:: Written request ::
Copy every one of the entries below word for word, leaving out the pictures.

:: Records shown ::
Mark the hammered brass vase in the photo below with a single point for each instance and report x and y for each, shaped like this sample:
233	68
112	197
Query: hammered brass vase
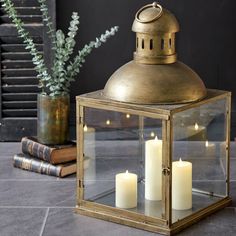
53	119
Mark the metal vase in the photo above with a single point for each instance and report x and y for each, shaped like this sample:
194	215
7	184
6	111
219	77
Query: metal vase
53	119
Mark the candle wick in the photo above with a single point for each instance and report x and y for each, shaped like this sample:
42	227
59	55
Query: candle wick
85	128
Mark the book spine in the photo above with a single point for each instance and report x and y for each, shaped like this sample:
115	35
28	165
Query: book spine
38	166
35	149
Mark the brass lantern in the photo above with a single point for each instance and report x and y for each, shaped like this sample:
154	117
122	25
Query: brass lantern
153	146
155	76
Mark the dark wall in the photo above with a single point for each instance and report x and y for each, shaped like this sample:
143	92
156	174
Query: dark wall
206	42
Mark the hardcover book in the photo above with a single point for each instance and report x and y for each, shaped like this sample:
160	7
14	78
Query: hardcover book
53	154
26	162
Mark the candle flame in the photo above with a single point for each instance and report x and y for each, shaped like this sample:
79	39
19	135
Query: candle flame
152	134
85	128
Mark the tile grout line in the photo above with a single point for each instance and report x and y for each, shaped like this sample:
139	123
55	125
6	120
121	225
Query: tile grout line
37	207
44	222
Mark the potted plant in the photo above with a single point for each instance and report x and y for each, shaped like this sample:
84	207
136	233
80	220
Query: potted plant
53	101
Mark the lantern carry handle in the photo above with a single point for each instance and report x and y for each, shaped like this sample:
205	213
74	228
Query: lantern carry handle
154	5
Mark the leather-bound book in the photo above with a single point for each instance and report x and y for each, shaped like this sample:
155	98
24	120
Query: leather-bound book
26	162
55	154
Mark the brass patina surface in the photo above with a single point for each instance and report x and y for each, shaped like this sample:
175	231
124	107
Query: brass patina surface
150	84
155	76
53	119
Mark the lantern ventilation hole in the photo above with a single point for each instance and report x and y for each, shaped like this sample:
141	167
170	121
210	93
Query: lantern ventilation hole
162	44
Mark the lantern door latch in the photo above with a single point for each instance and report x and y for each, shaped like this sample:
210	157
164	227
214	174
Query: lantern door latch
166	171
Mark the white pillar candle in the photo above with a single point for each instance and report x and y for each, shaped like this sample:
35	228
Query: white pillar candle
153	169
209	149
181	185
126	190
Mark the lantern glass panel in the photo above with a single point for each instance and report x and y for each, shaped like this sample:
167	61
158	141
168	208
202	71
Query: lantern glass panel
114	142
199	137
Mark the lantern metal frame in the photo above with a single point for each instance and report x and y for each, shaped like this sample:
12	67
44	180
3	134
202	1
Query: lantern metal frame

:: Final result ::
Mark the hammered brass vase in the photo below with a single point for each instance and report x and y for each, shaped like this sample:
233	68
112	197
Query: hammered brass vase
53	119
Mark the metal vase in the photo above with a single point for each instance and report x and y for each, shaped like this sample:
194	215
7	184
6	111
219	77
Query: metal vase
53	119
Mark the candle wick in the photo above with a single point for each instance and report x and y for each, shaped like this sample:
42	227
59	55
Query: candle wick
85	128
Mark the book spine in the photo above with a single point for each instance and report x and y for each, shaped like this sample:
115	35
28	165
Query: book spine
38	166
35	149
Mark the brass lantern in the photo above with a single point for each instance and report x and y for each, shaped like this sample:
154	117
122	25
Query: brass lantern
153	146
155	76
Mark the dark wall in the photo above with a single point for each instance and report x and y for each, shaped like this sample:
143	92
156	174
Query: dark wall
206	42
Mark the hardcover book in the photo above with a single point for each instance and report x and y for each, shaped like this sample:
160	7
14	78
Query: hardcover book
53	154
26	162
Mark the candle flame in the photo above with a single point for each instance and report x and y for each, shaped like this sample:
79	39
19	135
Query: candle flame
152	134
85	128
Mark the tile grout line in the photo above with a single point for each instance and report x and y for each, shaped like this sample:
139	123
55	125
6	120
121	225
Query: tile grout line
37	207
44	222
Mark the potted plant in the photo above with a single point for each instance and report x and y for each, shaped like this sample:
84	207
136	233
80	220
Query: potted plant
53	101
Mark the lantern carry handle in the photo above with a single point for each instance and report x and y for each, shaped like this sample:
205	213
74	228
Query: lantern carry handle
154	5
Mark the leather-bound book in the photo above with a single point for each instance and report x and y for each, shaped like this sample:
155	98
24	120
Query: leather-bound book
26	162
55	154
Mark the brass patina surface in the photo above with a single point for each instance and report x and y for each, shaped like this sample:
175	231
124	107
Query: brass patina surface
150	84
155	76
53	119
Mark the lantern ventilation hole in the photo above with a single point for each instance and report x and y for each, shaped like this sample:
141	167
170	121
210	93
Query: lantern ventilation hole
162	44
Mark the lantern door latch in the photo above with a single point for each instance and report x and y for each, shaped like this sample:
210	157
164	227
214	174
Query: lantern door latch
166	171
Mark the white pillar candle in the photo above with a single point for each instance and report x and y for each, shaped like this sample:
35	228
Query: white pillar candle
153	169
209	149
181	185
126	190
Mark the lantern glass panel in the photo above with a single point for each instance and report x and y for each, shaped like this sample:
167	61
158	141
168	208
202	71
Query: lantern glass panel
114	142
199	137
Mark the lantern metal frame in the photo above with a single point for each instance and report x and y for each, shaped like this sample:
12	67
44	180
3	134
202	1
Query: lantern metal frame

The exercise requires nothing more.